- _ZU BEARBEITEN_
1. Nenne alle Handlungen, die Frau Görner im Artikel über den Uhu in den beiden Absätzen ausführt, die mit „Frau Görner ging am Morgen“ und „Sie eilte ins Haus“ beginnen.
2. Fasse den Artikel über den Uhu in zwei Sätzen zusammen.

- _AUSGANGSTEXT_
# # #

Thüringische Landeszeitung (Jena)
Ein schlechtes Jahr für den Uhu
Forscher Martin Görner aus Jena fordert: Der Eulenvogel muss zurück auf die Rote Liste der vom Aussterben bedrohten Arten
JENA. Frau Görner ging am Morgen wieder arglos in den Garten. Dann blickte sie nach rechts.
Sie eilte ins Haus, stieß die Tür zur Stube auf, im Sessel saß ihr Mann, er sprach ins Telefon und schaute sie an.
Im Gartenschuppen ganz hinten, dicht an der Wand, da hocke ein Uhu und glotze sie an, rief sie dem Gatten entgegen. „Das war ein Erlebnis. Ich war natürlich erschrocken.“
Bist du sicher?, fragte Martin Görner und drehte seinen Hörer ein wenig vom Ohr.
Selbstverständlich, bemerkte Gattin Brigitte, sie habe schon einige Uhus bei ihm gesehen im Laufe der letzten Jahrzehnte.
Dieser Hinweis ließ Görner das Telefongespräch beenden. Immerhin hat der Artenschutzforscher aus Jena in den vergangenen 45 Jahren fast alle jungen Uhus in Thüringen beringt. Das sind mehr als 1200.

# # #

- _GESPEICHERTE DATEN_
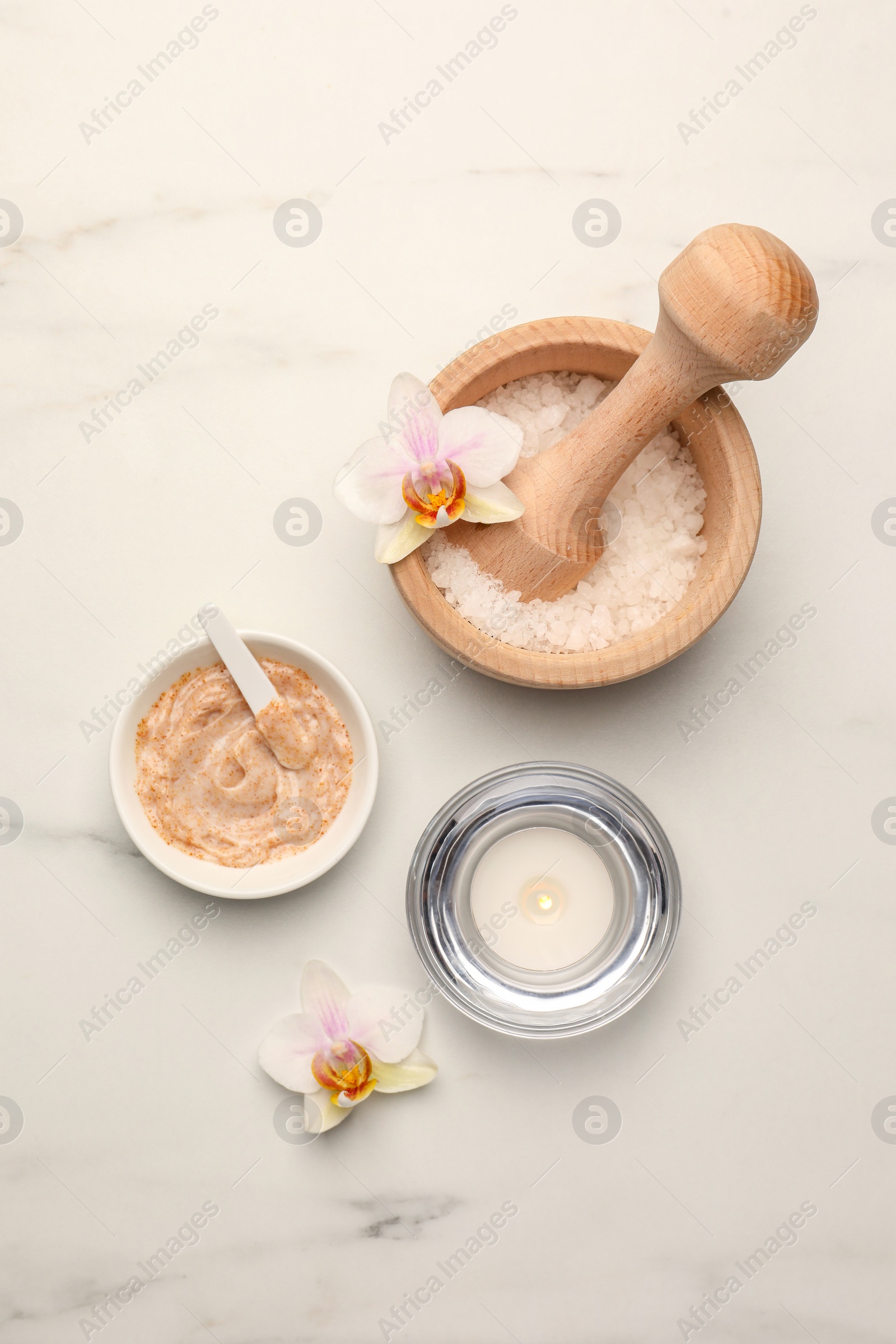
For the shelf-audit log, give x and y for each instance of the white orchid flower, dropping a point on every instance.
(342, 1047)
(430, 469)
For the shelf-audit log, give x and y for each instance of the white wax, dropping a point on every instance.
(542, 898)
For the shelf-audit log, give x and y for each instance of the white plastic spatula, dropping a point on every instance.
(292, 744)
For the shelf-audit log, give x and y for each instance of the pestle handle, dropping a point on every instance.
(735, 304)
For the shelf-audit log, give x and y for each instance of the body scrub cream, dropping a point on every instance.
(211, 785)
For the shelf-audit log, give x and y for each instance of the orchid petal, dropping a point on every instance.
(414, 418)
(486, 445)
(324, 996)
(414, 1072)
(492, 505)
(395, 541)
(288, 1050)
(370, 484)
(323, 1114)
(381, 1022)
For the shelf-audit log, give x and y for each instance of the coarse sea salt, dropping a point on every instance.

# # #

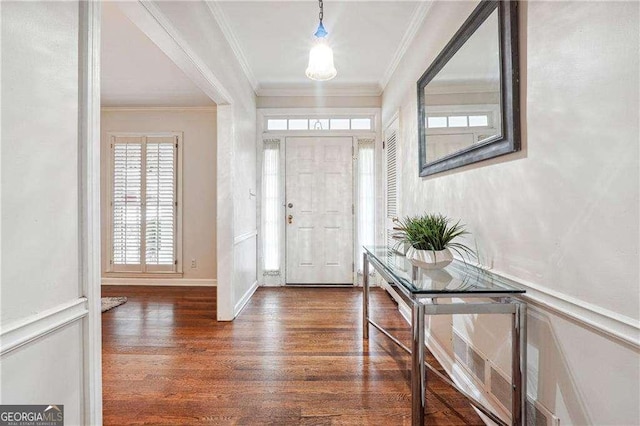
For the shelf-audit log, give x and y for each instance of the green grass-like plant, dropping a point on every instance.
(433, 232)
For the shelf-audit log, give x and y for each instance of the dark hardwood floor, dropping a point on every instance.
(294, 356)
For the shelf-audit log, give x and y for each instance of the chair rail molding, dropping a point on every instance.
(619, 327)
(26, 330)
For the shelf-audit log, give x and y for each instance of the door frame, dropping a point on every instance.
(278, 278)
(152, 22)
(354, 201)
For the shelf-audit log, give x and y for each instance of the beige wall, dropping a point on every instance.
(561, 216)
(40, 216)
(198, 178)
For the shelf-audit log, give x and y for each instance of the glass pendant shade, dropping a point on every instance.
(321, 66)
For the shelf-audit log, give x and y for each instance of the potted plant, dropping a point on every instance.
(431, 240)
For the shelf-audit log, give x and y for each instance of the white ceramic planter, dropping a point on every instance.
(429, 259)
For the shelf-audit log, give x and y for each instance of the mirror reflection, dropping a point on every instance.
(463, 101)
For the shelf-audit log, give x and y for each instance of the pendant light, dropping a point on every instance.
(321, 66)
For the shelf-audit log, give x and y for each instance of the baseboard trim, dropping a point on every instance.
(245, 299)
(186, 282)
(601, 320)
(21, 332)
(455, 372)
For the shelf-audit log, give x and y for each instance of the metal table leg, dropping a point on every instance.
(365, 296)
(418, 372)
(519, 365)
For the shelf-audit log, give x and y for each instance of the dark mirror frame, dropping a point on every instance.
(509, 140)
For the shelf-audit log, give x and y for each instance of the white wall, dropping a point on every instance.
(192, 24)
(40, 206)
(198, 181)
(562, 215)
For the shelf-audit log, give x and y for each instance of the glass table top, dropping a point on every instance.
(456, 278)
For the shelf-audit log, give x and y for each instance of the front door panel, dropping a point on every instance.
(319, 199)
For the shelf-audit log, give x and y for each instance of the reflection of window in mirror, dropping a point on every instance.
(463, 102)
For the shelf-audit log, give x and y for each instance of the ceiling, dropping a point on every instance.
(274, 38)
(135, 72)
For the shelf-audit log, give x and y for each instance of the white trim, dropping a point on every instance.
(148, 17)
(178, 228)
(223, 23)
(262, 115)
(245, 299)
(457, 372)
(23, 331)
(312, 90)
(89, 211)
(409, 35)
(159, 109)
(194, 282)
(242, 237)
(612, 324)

# # #

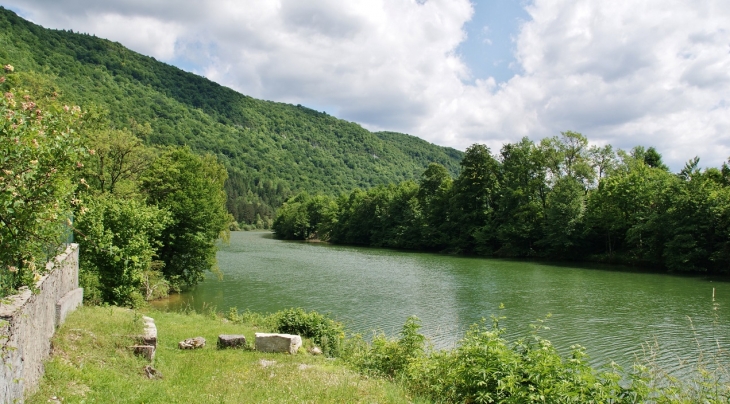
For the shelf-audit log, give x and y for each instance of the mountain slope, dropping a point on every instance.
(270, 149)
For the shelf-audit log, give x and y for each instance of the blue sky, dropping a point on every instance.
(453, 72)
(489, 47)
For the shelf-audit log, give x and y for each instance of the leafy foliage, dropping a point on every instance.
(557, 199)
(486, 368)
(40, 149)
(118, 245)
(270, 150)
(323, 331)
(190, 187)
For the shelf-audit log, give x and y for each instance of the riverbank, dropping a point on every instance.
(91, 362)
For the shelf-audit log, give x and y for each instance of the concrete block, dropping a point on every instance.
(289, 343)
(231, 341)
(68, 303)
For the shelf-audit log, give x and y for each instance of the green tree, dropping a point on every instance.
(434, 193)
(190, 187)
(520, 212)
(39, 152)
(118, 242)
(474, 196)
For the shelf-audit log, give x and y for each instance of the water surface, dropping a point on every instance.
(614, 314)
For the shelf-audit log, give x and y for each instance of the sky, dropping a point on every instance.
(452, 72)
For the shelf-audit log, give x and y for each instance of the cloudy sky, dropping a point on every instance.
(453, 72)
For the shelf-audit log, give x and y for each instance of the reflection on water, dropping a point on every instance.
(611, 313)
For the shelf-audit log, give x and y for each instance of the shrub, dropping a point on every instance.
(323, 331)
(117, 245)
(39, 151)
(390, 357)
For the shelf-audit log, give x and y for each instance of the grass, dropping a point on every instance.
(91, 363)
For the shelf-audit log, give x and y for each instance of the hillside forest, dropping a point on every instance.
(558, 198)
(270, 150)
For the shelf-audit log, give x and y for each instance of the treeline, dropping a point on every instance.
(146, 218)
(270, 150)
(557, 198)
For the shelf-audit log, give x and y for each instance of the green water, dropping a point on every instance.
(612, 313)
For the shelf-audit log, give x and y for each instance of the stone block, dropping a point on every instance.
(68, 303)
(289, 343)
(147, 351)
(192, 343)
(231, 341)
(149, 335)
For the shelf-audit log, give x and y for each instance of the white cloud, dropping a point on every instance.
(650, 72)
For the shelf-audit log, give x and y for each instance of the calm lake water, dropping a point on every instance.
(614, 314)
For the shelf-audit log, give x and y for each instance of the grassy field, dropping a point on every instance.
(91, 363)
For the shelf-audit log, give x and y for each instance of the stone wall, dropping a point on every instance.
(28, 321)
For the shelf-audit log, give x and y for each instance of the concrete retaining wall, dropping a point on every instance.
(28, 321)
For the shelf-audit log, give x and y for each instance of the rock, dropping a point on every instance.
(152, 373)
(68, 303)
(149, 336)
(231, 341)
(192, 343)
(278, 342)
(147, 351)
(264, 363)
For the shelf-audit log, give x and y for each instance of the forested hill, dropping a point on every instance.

# # #

- _DIE ANTWORTEN_
1.
- Sie ging am Morgen arglos in den Garten.
- Sie blickte nach rechts.
- Sie eilte ins Haus.
- Sie stieß die Tür zur Stube auf.

2. Brigitte Görner entdeckte im Gartenschuppen einen Uhu und meldete das ihrem telefonierenden Mann Martin Görner, der das Gespräch daraufhin beendete. Der Artenschutzforscher aus Jena hat in 45 Jahren mehr als 1200 junge Uhus in Thüringen beringt und fordert, den Eulenvogel wieder auf die Rote Liste der vom Aussterben bedrohten Arten zu setzen.